-- Work required --
For each line of the listing that contains "marker", make a copy and return it.

#####

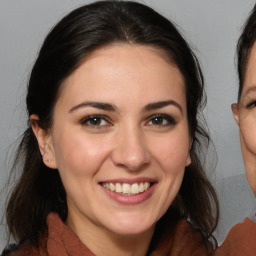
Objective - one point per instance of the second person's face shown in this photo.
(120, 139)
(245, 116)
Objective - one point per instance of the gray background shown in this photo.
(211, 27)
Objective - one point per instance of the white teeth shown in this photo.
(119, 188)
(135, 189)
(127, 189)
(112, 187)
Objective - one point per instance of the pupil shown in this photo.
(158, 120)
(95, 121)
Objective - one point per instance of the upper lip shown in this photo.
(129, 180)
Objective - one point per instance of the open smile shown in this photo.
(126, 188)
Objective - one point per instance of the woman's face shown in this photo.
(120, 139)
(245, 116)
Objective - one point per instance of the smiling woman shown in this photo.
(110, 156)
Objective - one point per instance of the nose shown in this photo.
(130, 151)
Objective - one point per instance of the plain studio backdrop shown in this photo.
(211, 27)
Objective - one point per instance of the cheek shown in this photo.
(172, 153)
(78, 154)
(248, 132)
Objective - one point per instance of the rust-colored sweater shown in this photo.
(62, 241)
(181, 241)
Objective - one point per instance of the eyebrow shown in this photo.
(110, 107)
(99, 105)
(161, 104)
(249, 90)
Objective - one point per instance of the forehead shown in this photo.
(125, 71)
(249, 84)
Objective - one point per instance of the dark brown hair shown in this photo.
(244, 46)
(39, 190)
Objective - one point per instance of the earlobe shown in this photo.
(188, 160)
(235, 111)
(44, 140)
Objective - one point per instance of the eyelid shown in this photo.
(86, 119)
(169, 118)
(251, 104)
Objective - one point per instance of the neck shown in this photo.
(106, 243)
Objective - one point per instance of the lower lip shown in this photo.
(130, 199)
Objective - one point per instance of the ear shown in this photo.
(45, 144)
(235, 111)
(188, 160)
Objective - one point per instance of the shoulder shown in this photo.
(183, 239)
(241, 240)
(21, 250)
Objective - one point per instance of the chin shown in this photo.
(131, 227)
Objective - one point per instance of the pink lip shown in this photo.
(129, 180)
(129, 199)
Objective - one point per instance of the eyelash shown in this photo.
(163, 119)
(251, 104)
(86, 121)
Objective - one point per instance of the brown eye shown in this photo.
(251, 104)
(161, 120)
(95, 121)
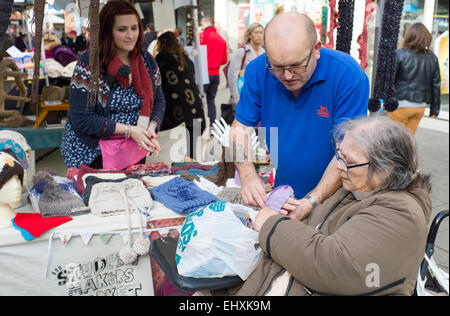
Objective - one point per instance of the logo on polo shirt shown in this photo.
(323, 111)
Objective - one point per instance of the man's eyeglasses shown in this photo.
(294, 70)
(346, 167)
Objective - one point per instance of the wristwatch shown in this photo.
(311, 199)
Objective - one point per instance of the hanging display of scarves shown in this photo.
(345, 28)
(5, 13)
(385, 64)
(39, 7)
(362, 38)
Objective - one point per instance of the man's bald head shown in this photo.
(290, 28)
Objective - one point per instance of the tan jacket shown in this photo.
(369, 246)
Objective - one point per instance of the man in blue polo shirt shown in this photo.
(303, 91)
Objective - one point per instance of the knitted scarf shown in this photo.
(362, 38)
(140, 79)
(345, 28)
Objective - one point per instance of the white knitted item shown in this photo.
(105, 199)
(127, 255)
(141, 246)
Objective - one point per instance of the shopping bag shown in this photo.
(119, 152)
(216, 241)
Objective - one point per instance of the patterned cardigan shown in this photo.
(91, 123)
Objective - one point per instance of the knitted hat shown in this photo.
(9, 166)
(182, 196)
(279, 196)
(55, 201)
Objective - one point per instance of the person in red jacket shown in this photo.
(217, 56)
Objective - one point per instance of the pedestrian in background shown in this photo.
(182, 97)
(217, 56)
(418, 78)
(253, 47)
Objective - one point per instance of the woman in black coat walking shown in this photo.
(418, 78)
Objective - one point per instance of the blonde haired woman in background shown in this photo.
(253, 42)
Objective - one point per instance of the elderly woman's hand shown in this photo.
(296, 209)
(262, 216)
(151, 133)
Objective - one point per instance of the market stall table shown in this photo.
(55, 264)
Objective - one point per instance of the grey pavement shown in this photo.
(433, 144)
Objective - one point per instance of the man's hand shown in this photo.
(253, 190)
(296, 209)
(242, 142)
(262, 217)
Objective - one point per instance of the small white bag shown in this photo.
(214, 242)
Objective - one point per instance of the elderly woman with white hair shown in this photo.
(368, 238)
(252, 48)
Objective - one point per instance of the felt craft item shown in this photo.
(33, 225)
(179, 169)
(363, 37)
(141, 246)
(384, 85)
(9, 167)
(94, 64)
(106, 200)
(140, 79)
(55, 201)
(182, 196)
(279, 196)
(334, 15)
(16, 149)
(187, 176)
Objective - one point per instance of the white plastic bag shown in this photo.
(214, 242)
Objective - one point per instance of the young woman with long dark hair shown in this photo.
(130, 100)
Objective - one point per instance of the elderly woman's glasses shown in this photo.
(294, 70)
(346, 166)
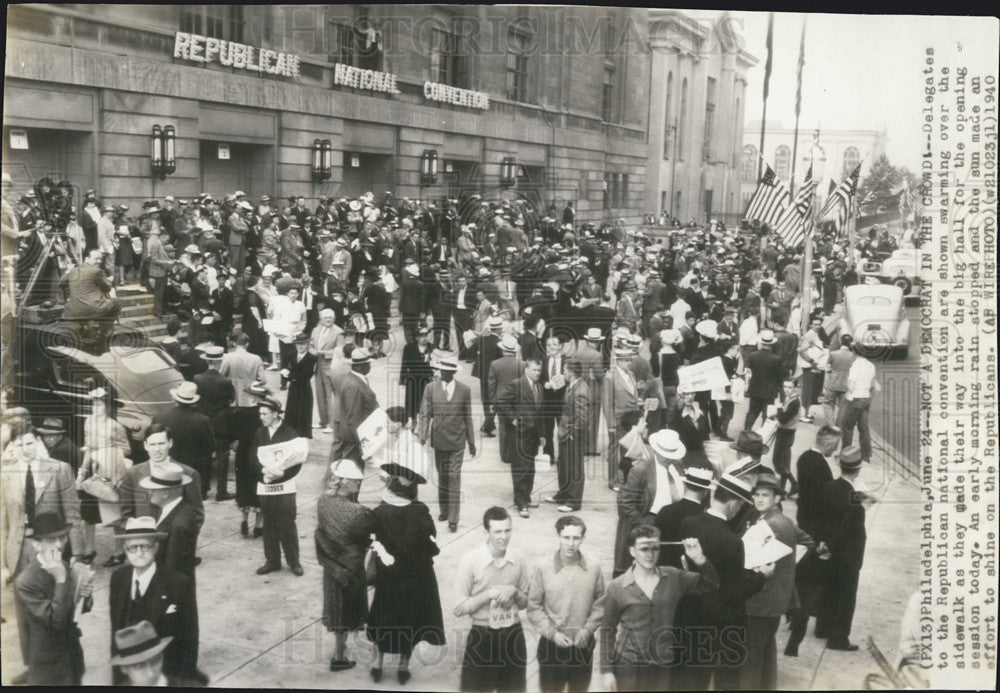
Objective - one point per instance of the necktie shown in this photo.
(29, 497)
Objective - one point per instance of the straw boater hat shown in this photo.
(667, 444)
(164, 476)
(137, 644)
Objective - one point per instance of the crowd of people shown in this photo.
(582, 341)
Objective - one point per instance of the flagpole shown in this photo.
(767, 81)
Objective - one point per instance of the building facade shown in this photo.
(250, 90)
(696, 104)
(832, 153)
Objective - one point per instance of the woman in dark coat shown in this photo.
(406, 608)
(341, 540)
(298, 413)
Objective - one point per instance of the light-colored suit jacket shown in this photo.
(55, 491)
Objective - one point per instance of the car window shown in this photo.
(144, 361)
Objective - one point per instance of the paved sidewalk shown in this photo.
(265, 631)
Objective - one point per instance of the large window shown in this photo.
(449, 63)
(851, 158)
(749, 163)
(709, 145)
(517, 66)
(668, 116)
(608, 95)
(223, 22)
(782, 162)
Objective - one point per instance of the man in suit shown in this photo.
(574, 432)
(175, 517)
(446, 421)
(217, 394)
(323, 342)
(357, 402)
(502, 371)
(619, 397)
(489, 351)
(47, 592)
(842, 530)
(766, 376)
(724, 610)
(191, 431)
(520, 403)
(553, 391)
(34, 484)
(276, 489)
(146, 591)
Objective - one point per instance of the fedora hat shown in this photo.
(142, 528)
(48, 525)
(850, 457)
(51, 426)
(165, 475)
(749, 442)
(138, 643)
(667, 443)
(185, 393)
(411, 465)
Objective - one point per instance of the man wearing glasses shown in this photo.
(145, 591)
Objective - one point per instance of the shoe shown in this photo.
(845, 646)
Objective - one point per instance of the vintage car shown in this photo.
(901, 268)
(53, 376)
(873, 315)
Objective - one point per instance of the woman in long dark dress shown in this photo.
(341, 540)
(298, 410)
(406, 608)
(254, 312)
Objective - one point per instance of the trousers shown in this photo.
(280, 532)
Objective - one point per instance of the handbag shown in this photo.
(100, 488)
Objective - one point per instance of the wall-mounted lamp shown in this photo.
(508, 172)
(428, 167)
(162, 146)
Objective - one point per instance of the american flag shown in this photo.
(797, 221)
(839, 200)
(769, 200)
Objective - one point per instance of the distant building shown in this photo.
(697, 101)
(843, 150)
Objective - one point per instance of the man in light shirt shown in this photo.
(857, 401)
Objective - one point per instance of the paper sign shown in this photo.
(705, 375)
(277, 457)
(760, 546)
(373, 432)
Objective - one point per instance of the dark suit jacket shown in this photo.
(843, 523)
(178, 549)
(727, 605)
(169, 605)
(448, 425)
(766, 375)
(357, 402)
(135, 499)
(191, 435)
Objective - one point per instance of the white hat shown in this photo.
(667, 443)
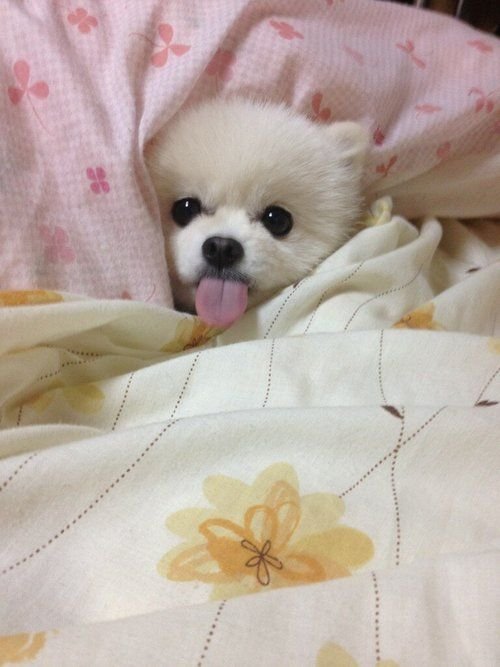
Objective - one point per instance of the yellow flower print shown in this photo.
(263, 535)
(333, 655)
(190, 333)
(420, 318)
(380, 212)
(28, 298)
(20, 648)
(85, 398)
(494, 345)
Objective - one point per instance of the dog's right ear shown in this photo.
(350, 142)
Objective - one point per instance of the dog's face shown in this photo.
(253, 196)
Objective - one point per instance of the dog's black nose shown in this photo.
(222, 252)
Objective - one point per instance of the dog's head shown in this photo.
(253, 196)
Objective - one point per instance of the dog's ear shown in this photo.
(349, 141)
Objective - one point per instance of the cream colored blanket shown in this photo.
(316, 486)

#####

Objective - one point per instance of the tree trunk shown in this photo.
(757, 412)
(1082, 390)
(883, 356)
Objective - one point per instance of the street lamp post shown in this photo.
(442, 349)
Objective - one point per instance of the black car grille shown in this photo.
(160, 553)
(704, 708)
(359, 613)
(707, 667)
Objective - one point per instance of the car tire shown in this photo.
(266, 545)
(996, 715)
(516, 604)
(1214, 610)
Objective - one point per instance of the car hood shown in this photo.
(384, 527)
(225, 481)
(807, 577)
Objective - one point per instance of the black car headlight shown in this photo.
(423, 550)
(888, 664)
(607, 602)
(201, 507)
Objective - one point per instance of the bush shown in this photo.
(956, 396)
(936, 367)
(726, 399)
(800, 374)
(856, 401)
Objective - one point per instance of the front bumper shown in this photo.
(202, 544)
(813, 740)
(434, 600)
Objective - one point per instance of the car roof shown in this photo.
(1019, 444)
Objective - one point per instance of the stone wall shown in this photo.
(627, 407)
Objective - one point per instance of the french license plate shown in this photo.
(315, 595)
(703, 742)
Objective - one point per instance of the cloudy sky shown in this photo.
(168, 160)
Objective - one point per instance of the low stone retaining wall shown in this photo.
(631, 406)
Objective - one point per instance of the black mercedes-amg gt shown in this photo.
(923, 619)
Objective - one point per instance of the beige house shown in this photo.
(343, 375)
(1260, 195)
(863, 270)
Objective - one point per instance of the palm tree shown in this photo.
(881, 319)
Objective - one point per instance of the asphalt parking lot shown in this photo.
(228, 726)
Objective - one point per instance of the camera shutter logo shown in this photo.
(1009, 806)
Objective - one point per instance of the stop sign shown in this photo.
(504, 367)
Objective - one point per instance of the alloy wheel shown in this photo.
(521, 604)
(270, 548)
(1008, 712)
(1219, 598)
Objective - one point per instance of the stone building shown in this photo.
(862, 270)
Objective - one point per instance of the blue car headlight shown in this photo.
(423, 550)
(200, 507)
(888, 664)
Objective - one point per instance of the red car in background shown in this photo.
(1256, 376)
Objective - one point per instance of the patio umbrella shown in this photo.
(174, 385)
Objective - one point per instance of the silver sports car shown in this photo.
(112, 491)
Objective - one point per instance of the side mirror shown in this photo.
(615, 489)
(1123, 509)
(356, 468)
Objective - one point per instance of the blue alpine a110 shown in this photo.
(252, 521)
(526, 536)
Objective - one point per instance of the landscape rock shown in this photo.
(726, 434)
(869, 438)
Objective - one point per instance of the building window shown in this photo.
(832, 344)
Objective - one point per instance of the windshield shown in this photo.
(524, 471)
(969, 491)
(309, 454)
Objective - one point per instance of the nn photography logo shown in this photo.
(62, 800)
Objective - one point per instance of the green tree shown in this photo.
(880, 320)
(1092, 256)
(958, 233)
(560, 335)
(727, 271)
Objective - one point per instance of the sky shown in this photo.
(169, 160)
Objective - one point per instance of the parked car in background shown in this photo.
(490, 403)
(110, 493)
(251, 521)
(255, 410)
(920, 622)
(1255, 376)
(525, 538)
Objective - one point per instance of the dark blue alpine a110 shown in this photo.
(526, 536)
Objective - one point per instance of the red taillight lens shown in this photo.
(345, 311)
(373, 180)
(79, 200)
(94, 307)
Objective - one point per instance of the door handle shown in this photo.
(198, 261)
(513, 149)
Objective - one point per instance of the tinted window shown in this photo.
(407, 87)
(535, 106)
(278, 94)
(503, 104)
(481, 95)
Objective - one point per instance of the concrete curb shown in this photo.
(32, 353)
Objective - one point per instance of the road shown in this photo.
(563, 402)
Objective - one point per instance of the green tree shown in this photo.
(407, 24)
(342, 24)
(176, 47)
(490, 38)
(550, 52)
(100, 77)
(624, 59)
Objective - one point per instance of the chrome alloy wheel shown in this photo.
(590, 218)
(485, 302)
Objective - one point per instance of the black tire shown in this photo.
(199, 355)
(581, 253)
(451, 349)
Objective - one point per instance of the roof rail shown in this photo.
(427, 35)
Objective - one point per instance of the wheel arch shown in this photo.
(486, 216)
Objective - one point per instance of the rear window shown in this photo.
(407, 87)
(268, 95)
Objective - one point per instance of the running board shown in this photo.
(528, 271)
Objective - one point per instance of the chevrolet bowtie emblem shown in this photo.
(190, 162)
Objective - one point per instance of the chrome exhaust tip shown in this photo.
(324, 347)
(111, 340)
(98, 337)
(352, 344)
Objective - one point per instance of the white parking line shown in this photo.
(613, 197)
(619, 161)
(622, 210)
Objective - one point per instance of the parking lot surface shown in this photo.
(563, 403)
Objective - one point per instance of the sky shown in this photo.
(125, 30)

#####

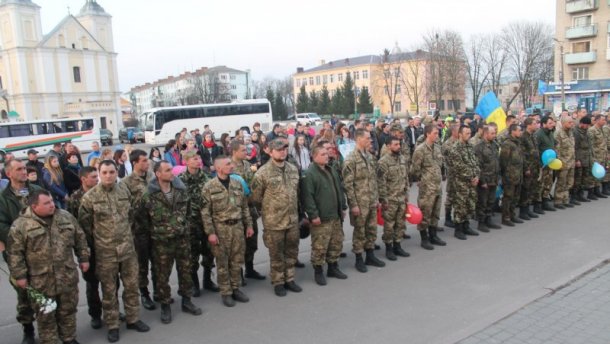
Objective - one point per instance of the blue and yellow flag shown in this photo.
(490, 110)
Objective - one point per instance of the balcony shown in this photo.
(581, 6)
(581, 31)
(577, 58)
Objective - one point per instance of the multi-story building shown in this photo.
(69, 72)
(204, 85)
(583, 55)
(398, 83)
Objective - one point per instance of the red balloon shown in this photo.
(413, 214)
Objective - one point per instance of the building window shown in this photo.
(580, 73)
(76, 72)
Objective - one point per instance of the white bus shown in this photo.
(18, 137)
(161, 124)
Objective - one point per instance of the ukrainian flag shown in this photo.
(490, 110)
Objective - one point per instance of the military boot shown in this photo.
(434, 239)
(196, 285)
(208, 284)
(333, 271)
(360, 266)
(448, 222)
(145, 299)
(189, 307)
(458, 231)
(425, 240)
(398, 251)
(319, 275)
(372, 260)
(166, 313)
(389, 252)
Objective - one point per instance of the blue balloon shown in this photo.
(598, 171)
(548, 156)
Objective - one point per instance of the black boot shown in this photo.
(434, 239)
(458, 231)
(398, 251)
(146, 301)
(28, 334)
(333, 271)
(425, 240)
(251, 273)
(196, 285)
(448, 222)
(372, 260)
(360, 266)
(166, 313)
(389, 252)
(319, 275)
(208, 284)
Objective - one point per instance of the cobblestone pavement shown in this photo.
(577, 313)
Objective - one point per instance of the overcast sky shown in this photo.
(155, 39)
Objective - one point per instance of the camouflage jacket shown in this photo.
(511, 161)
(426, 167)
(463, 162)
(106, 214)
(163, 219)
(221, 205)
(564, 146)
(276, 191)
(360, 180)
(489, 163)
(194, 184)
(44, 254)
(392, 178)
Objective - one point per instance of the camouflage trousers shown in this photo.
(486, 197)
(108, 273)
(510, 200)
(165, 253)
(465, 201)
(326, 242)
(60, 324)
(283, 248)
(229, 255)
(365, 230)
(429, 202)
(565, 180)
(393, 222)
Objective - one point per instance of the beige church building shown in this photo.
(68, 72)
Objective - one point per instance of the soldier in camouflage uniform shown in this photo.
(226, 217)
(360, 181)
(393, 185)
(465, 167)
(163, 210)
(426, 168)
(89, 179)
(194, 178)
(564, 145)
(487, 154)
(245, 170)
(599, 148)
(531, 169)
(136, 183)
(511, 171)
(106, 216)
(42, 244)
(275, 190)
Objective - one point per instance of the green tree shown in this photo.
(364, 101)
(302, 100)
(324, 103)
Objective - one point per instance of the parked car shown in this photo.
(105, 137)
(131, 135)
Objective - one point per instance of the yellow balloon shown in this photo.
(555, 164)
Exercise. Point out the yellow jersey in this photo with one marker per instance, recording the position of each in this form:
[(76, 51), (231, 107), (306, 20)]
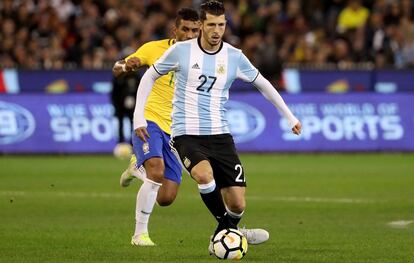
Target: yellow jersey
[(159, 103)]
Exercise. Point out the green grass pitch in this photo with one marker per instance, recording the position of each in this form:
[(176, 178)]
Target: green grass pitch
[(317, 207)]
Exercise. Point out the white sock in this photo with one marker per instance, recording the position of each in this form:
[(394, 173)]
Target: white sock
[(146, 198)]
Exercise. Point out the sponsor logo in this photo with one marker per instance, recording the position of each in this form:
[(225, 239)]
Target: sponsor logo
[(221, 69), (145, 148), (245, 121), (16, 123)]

#####

-- Response to the exercise --
Exercise. Point out the yellow jersey in this photo with one marker per instance, recording the position of each in this form:
Exercise. Point out the green grass pitch in this photo with one marker per instance, recording the position of each in this form:
Exercise. Point out the white sock in this photo with one marker per instance, recording the position of each in this form:
Exercise. Point out the sponsor logo in this photo with one marker per instance, recording the position of each in this form:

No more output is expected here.